- _WORKING DATA_

━━━━━━━━━━━━━━━━

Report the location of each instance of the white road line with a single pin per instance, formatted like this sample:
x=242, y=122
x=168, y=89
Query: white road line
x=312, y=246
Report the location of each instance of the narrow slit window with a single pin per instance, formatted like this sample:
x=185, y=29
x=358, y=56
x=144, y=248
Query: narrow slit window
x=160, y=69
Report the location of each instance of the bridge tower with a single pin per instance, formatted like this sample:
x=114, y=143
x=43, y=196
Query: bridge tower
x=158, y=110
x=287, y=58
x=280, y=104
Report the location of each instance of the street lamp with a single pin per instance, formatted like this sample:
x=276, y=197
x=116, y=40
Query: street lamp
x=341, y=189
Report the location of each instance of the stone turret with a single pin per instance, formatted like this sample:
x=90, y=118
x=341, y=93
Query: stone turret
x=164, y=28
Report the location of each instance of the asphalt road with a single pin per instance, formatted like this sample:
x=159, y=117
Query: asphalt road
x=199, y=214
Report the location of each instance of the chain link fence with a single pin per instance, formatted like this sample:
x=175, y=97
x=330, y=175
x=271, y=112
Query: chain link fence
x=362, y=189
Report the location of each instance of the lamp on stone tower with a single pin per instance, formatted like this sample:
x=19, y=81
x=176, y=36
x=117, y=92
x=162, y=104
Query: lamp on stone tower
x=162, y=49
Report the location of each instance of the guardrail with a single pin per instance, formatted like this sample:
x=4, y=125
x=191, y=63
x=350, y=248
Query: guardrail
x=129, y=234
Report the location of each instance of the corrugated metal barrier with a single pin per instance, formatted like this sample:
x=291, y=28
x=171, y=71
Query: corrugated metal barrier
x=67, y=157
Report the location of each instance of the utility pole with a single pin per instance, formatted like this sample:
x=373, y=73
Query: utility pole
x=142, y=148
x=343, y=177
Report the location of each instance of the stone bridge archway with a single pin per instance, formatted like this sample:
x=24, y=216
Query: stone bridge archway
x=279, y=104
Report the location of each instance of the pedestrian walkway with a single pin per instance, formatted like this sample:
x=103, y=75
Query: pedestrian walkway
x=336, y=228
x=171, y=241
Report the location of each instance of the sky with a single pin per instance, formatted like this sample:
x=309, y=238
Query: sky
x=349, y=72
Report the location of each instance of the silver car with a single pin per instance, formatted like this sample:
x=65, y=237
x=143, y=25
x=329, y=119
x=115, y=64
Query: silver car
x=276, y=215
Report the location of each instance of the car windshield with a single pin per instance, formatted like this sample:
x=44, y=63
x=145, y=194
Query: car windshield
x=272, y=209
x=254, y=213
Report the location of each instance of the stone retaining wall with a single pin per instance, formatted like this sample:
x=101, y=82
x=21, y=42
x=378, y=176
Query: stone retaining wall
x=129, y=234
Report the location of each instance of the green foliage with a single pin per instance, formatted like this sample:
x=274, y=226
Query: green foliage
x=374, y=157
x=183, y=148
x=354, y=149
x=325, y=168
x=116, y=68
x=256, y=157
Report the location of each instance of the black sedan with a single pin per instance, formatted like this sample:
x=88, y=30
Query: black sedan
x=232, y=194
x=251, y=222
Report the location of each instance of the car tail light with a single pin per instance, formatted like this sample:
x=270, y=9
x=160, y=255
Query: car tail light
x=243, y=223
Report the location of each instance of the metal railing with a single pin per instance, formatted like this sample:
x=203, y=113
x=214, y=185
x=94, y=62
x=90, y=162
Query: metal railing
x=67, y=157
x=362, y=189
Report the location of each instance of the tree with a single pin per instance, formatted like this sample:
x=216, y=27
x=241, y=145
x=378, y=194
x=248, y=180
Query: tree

━━━━━━━━━━━━━━━━

- _WHAT YOU NEED TO DO_
Return every entry exactly as given.

- _RESULT OF THIS EXERCISE_
Report the location of each instance of the white road line with a single pin per instance, formatted like this sample:
x=242, y=122
x=168, y=89
Query: white road line
x=312, y=246
Report the location of each instance of the narrow slit window with a single pin per instance, formatted like this sample:
x=185, y=29
x=358, y=56
x=144, y=248
Query: narrow slit window
x=160, y=69
Report the location of each instance of the bridge tower with a single pin per instance, formatted like this sample:
x=114, y=143
x=43, y=196
Query: bridge tower
x=158, y=110
x=287, y=58
x=280, y=104
Report the location of each instance of the street lamp with a single pin per instance, formatted like this sample:
x=276, y=197
x=116, y=40
Query: street lamp
x=341, y=189
Report the location of each instance of the stone turret with a single pin per instance, formatted like this sample:
x=90, y=118
x=341, y=93
Query: stone turret
x=164, y=28
Report the location of each instance of the asphalt road with a single pin per instance, formatted like this sample:
x=159, y=117
Query: asphalt road
x=199, y=214
Report the location of each instance of the chain link fence with a single pin per instance, formatted like this sample:
x=175, y=97
x=330, y=175
x=271, y=112
Query: chain link fence
x=362, y=189
Report the location of each instance of the lamp on stone tower with a single pin per instance, formatted like this sample:
x=19, y=81
x=176, y=36
x=117, y=92
x=162, y=104
Query: lamp on stone tower
x=162, y=49
Report the location of each instance of the guardrail with a single pin per instance, formatted like this sample:
x=4, y=125
x=191, y=63
x=350, y=248
Query: guardrail
x=129, y=234
Report the location of each instance of the corrugated metal barrier with a single pin per instance, formatted like this sample:
x=291, y=28
x=171, y=71
Query: corrugated metal barrier
x=67, y=157
Report the location of each instance of the utility pole with a single pin per instance, formatted like this sample:
x=373, y=73
Query: utility pole
x=142, y=148
x=343, y=177
Report the location of each instance of the stone bridge archway with a single pin per instance, formatted like this sample:
x=24, y=216
Query: stone bridge archway
x=279, y=104
Report the location of each instance of the pedestrian walkway with a single pin per instance, formatted like this sample:
x=103, y=75
Query: pedestrian walkway
x=336, y=228
x=171, y=241
Report the location of each instance of the sky with a single pin per instance, formatted like this sample:
x=309, y=238
Query: sky
x=349, y=72
Report the location of each instance of the silver car with a single pin per instance, formatted like this sample:
x=65, y=237
x=143, y=25
x=329, y=119
x=115, y=64
Query: silver car
x=276, y=215
Report the location of each instance of the car windshield with a single pin per instance, formatted like this sample:
x=44, y=63
x=145, y=194
Query: car windshield
x=272, y=209
x=254, y=213
Report the location of each instance of the stone retaining wall with a single pin per instance, formatted like this sample:
x=101, y=82
x=21, y=42
x=378, y=176
Query: stone retaining wall
x=129, y=234
Report the location of each instance of the green foliage with a single pin per instance, formatted like this sample:
x=274, y=226
Query: green foliage
x=374, y=157
x=183, y=148
x=354, y=149
x=325, y=168
x=116, y=68
x=256, y=157
Report the location of each instance of the black sedan with a single pin per instance, formatted like this sample:
x=88, y=30
Query: black sedan
x=232, y=194
x=251, y=222
Report the location of each instance of the car tail light with a single pin per instance, formatted like this sample:
x=270, y=9
x=160, y=255
Query: car tail light
x=243, y=223
Report the location of each instance of the metal railing with a single pin per instance, formatted like this sample:
x=203, y=113
x=214, y=185
x=94, y=62
x=90, y=162
Query: metal railing
x=67, y=157
x=362, y=189
Report the location of each instance of the tree with a single pin per instance, formatted like this sample:
x=216, y=27
x=241, y=145
x=378, y=194
x=248, y=180
Query: tree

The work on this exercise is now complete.